== Provided entries ==
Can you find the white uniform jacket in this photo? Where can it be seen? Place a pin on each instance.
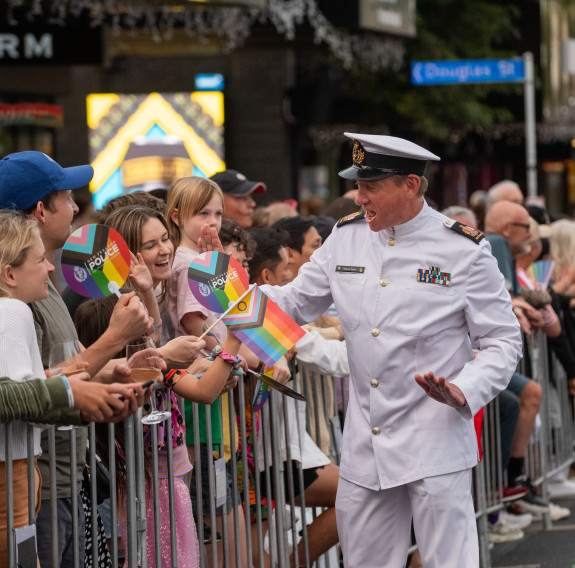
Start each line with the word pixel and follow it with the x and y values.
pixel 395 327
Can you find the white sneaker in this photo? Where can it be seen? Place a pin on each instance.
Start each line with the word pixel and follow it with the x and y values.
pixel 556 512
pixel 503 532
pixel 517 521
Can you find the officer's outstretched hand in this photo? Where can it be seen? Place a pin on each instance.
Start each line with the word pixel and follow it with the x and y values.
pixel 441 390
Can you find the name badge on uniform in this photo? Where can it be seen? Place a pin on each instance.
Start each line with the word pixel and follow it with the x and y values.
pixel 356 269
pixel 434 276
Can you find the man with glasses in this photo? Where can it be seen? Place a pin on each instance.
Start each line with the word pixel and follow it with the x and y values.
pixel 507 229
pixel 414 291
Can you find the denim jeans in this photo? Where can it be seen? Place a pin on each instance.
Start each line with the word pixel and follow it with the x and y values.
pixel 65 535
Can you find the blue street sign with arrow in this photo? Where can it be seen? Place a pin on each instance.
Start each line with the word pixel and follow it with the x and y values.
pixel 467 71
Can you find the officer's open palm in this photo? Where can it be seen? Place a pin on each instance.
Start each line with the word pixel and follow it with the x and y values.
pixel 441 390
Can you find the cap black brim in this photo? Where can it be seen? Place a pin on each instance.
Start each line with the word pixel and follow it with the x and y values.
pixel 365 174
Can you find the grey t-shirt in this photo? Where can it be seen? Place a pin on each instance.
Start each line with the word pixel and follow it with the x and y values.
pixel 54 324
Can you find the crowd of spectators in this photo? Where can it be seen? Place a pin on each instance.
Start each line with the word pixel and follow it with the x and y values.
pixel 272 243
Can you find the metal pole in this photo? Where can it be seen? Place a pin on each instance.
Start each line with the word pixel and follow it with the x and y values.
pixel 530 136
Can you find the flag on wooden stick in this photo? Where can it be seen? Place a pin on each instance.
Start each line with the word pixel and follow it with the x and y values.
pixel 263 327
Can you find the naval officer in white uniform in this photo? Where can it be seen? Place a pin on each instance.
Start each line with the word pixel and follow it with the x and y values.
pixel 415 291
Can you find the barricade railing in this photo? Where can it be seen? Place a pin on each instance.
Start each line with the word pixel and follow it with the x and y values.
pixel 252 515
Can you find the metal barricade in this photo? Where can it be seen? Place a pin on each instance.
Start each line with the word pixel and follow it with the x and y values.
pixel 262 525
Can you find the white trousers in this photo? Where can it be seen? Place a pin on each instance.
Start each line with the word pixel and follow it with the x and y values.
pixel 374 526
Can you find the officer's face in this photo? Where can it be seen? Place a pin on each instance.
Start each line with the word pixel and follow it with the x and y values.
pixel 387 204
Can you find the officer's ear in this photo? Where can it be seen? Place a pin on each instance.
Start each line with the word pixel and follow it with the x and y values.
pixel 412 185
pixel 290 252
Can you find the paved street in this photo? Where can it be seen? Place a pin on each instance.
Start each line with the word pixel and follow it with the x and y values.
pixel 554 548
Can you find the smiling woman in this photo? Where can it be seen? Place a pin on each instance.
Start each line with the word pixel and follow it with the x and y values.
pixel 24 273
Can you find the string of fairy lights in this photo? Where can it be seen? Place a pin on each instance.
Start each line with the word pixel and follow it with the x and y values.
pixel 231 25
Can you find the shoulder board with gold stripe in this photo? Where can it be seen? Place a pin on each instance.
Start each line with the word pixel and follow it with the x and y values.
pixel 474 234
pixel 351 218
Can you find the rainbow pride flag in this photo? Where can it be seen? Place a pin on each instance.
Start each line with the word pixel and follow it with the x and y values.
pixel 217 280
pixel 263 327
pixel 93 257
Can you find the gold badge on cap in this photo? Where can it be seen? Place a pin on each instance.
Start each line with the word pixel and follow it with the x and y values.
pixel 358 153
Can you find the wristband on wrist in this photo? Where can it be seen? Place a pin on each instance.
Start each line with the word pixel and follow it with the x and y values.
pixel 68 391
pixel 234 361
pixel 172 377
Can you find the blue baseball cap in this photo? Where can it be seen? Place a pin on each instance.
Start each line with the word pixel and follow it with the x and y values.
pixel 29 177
===
*Exercise task*: Your task is to extract the lines running from the one with "Can you find the smiling" to the end of the material, inclusive, copying each exactly and adding nothing.

*Solution for this task*:
Can you find the smiling woman in this photo? Where can it be seen? Place a pin on each instance.
Start each line with the word pixel and follow it with the x and y values.
pixel 24 273
Can you find the string of fairy lights in this photo? Where can it be seen? Place a pin on each instance.
Start each line with the word pixel and follow it with the x and y values.
pixel 231 25
Can you find the shoulder board with gold stripe in this photo? Where can it be seen? Place a pin on each instance.
Start each line with the word pixel and follow it with the x and y values.
pixel 474 234
pixel 351 218
Can you find the rainbow pride flag in this photo? Where can it be seen? Place a pin on each instance.
Start each line with the word pixel and follow it with the x and y values.
pixel 217 280
pixel 263 327
pixel 93 257
Can you find the gold badge on cap in this photo? Where can it be seen? Place a pin on each instance.
Start each line with the word pixel and follow it with the x and y values.
pixel 358 153
Can you find the wristband on wrist in this photo? Where can it be seen? Place a pin on each instance.
Start each line with the word pixel and follow it with the x and y values.
pixel 68 391
pixel 234 361
pixel 172 377
Can you find the blue baseball cap in this photo? Where can it be seen? Place a pin on each instance.
Start each line with the word pixel and follow it with the x and y values.
pixel 29 177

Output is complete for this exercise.